▶ _WHAT IS BEING ASKED_
Extract every line of the material below and reproduce each one unchanged.

□ □ □ □ □ □ □

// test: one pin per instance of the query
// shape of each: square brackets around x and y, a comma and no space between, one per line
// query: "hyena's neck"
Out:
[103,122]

□ □ □ □ □ □ □

▶ _ANSWER TO THE EXERCISE_
// test: one pin per instance of the query
// shape of each: square brackets around x and y, a comma and no space between, one per line
// query: "hyena's neck"
Out:
[103,122]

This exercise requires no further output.